# Reliant NN820 - Parts Question



## declan (Oct 8, 2008)

Hoping someone can help. My neighbor has a Reliant NN820. One of the motor bolts has gone missing and we're trying to figure out what size it is.. Anyone happen to have a Reliant NN820 possibly with an owner's/parts guide? Not sure how we'll track it down otherwise and it's a great machine. Hate to see it go to waste due to a missing bolt.

Thanks!


----------



## Steve Neul (Sep 2, 2011)

Can you post a picture of exactly which bolt is missing. If it's just a bolt a stock one could be used. The cover on the motor is probably a sheet metal screw.


----------



## declan (Oct 8, 2008)

Will post tonight


----------



## declan (Oct 8, 2008)

And six days later.... It's the screw in the actual fan blade component that's missing... Pic attached


----------



## del schisler (Nov 5, 2009)

declan said:


> And six days later.... It's the screw in the actual fan blade component that's missing... Pic attached


go here and see the parts list http://www.ereplacementparts.com/


----------



## GeorgeC (Jul 30, 2008)

If the parts list does not help and the part is portable, take the part to the store and find a fit. 

If it is not portable find a friend with a tap set and use it to find the correct size. If that does not work then buy some screws (looks like machine screw) that are the correct(or near correct) diameter in several pitches. 

You may also be able to get a pitch size test tool and find the correct pitch.

George


----------

■ Entries supplied

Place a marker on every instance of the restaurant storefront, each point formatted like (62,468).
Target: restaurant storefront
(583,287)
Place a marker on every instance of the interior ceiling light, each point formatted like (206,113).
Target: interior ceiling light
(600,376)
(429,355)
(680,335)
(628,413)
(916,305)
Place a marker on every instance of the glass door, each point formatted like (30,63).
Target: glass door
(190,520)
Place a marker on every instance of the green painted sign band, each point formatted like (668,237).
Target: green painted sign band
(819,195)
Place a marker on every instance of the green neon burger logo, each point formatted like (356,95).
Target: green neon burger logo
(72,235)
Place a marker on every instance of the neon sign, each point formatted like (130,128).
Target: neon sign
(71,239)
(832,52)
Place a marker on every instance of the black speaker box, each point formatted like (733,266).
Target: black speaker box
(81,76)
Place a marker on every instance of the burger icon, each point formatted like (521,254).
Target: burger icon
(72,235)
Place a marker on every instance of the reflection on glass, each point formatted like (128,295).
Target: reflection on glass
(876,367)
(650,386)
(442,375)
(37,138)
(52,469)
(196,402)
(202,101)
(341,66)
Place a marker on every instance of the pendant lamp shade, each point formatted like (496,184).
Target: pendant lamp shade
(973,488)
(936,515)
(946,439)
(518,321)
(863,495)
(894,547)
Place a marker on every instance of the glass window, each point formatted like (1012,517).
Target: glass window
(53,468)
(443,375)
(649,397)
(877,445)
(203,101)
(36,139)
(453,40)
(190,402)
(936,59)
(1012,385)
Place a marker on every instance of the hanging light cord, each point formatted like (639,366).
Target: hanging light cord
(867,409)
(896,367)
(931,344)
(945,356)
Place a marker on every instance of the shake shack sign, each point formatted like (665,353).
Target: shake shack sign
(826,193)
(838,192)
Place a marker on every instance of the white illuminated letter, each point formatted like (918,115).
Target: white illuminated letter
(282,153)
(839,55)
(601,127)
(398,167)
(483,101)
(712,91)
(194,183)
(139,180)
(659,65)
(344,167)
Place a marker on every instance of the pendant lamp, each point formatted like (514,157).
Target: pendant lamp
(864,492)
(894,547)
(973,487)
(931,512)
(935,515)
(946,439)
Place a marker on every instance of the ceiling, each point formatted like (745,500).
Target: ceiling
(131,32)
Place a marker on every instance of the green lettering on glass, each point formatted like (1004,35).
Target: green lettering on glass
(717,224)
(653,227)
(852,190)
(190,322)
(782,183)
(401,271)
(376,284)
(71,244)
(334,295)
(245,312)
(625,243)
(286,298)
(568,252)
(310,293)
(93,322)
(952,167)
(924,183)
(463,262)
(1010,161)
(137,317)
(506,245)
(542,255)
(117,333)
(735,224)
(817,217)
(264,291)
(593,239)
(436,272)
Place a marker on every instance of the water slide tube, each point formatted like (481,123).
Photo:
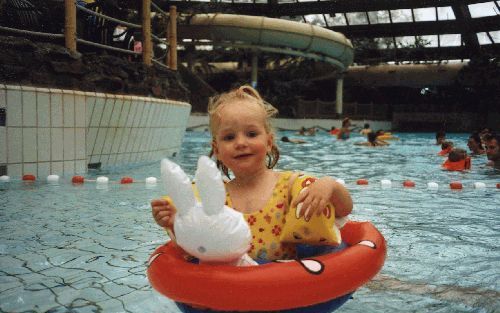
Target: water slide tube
(270,35)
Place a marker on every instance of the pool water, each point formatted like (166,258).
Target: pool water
(66,248)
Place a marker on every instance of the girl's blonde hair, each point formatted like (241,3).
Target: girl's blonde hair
(242,93)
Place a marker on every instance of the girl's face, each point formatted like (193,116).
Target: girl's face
(241,139)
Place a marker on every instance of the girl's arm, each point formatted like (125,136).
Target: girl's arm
(320,193)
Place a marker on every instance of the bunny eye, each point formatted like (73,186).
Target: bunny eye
(201,249)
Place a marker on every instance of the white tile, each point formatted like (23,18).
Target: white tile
(14,109)
(56,143)
(80,143)
(56,110)
(97,112)
(115,115)
(99,142)
(15,170)
(57,168)
(106,114)
(69,168)
(14,145)
(80,111)
(90,138)
(43,144)
(69,109)
(43,109)
(43,170)
(69,144)
(80,167)
(124,113)
(117,140)
(3,100)
(29,108)
(89,108)
(145,114)
(108,141)
(29,144)
(131,114)
(138,114)
(30,168)
(3,144)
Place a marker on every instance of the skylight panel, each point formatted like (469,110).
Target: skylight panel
(357,18)
(483,38)
(450,40)
(315,19)
(425,14)
(405,41)
(336,20)
(483,9)
(430,41)
(445,13)
(495,35)
(379,17)
(401,16)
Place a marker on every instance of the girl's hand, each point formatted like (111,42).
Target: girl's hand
(163,212)
(319,194)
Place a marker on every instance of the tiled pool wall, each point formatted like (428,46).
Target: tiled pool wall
(53,131)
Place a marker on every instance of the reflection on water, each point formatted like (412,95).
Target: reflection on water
(67,248)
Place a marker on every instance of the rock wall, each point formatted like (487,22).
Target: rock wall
(42,64)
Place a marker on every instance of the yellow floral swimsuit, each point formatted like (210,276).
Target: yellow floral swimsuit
(266,225)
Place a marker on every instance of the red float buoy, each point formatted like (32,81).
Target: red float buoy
(29,177)
(77,180)
(362,182)
(408,183)
(126,180)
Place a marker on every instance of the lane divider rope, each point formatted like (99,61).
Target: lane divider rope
(151,181)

■ Parts of the exercise
[A] Repeat the part of the thread about the missing Reliant NN820 bolt word for word, beginning at the words "## GeorgeC (Jul" and stopping after "the correct pitch.".
[B] Extract every line of the records that holds the string "burger".
The records bear no relation to the text.

■ Answers to the exercise
[A]
## GeorgeC (Jul 30, 2008)

If the parts list does not help and the part is portable, take the part to the store and find a fit. 

If it is not portable find a friend with a tap set and use it to find the correct size. If that does not work then buy some screws (looks like machine screw) that are the correct(or near correct) diameter in several pitches. 

You may also be able to get a pitch size test tool and find the correct pitch.

[B]
Place a marker on every instance of the green neon burger logo, each point formatted like (356,95).
Target: green neon burger logo
Place a marker on every instance of the burger icon, each point formatted like (521,254).
Target: burger icon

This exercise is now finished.